» **PROBLEMS TO SOLVE**
1. Translate this sentence from the forum post on inconsistent Power BI data after refresh into Spanish: "It was all working fine, until I performed data refresh."
2. Write what comes next in the forum post about inconsistent Power BI data after refresh, picking up after its final sentence.

» **EXTRACT**
===============

Skip to main content
cancel
Showing results for 
Search instead for 
Did you mean: 

Earn the coveted Fabric Analytics Engineer certification. 100% off your exam for a limited time only!

Reply
Anonymous
Not applicable

Inconsistent Data After Refresh - Merge Query Issue (?)

Hi all,

 

I encounter a very strange issue/behavior in PBI, which I suspect has something to do with the way merge transformation is used in PowerQuery.

 

Basically, I extract data from SQL Server database to PBI tables/queries. There are 5 queries in total (1 for Date, 3 "dimensions", and 1 "fact").

The source tables do not have obvious key field in them, I concatenate several fields to make up a key field.

Also, I added Index to the table/query in PowerQuery (via Add Column > Index Column).

I did this for the 3 "dimension" tables.

 

Then, for the "fact" table, I performed Merged Queries transformations (LEFT Outer with no fuzzy matching) with the 3 "dimension" tables based on the combination of fields which form the key fields.

From this transformation, I can then obtain the Index field (act like a surrogate key now) from each of the "dimension" tables, so that it replicates a proper star-schema / fact-dimension data model, which I believe is the best practice.

 

It was all working fine, until I performed data refresh.

Every time I refresh the data, even though the souce has not changed, the data in Power BI desktop keeps changing.

===============

» **DATA EXTRACT**

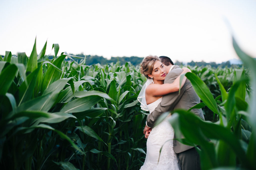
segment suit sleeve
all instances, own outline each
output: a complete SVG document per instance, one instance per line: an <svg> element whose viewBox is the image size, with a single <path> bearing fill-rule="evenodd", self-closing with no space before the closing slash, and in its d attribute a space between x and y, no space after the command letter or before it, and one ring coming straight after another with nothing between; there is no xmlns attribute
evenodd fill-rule
<svg viewBox="0 0 256 170"><path fill-rule="evenodd" d="M180 68L175 69L167 74L165 83L171 83L181 73L183 70ZM188 80L186 81L187 82ZM185 91L185 85L181 88L180 93L177 92L169 93L163 96L162 101L155 110L148 115L146 124L148 127L153 127L158 117L164 112L173 110Z"/></svg>

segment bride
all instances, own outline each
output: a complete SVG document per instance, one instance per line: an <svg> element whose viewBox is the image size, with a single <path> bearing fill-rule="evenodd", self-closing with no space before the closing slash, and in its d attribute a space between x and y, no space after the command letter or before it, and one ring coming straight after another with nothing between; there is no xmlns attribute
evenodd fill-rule
<svg viewBox="0 0 256 170"><path fill-rule="evenodd" d="M179 90L180 75L173 83L164 84L167 74L166 70L159 58L156 56L146 57L140 65L141 73L148 80L141 90L138 99L141 103L142 109L151 113L161 102L163 95ZM182 74L191 72L186 67L183 69ZM182 86L184 85L186 80L184 76ZM141 170L180 169L173 149L174 130L167 120L170 116L170 114L150 131L147 141L146 159ZM145 135L145 137L147 137Z"/></svg>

===============

» **RESPONSES**
1. Todo funcionaba bien hasta que actualicé los datos.

2.
Looking at the Data tab, it seems that the Index keys in the fact table are out of whack, i.e. they dont correspond to the correct Index field value in the dimension tables.

This behaviour is also observed when I refresh data in Power BI Report Server and Power BI Service.

 

One thing that seems to "fix" it is to disable parallel loading in Power BI Desktop (File >Options and Settings > Options > Current File > Data Load > Parallel loading of tables > untick Enable parallel loading of tables).

It makes the data refresh/loading slow, but it seems that the resulting data does not get out of whack after it completes.

This only applies on Power BI Desktop though, i.e. even if I disable parallel loading in PBI Desktop, once it is published to PBIRS or PBI Service, the issue is still there.

 

Has anyone experienced this before? Any ideas on what to do or try here?

Is this a (known) bug? Or, perhaps I "misuse" Merge Queries transformation (if it is indeed the cause) ?

 

Thanks in advance.

 

 

 

 

 

13 REPLIES 13
Anonymous
Not applicable

Check data types of key fields used during merge step. 

rargyle
Advocate II
Advocate II

think  I have found a solution by the power of SQL query. Instead of adding an index column in PowerQuery, after getting the data, I'm using ROW_NUMBER in my database SQL:

 

SELECT ROW_NUMBER() OVER( ORDER BY Column1, Column2) id_Num, Column1, Column2 [...] 

 

So far my indexes have behaved on refreshing in the PowerBI Service. Hopefully it stays that way...!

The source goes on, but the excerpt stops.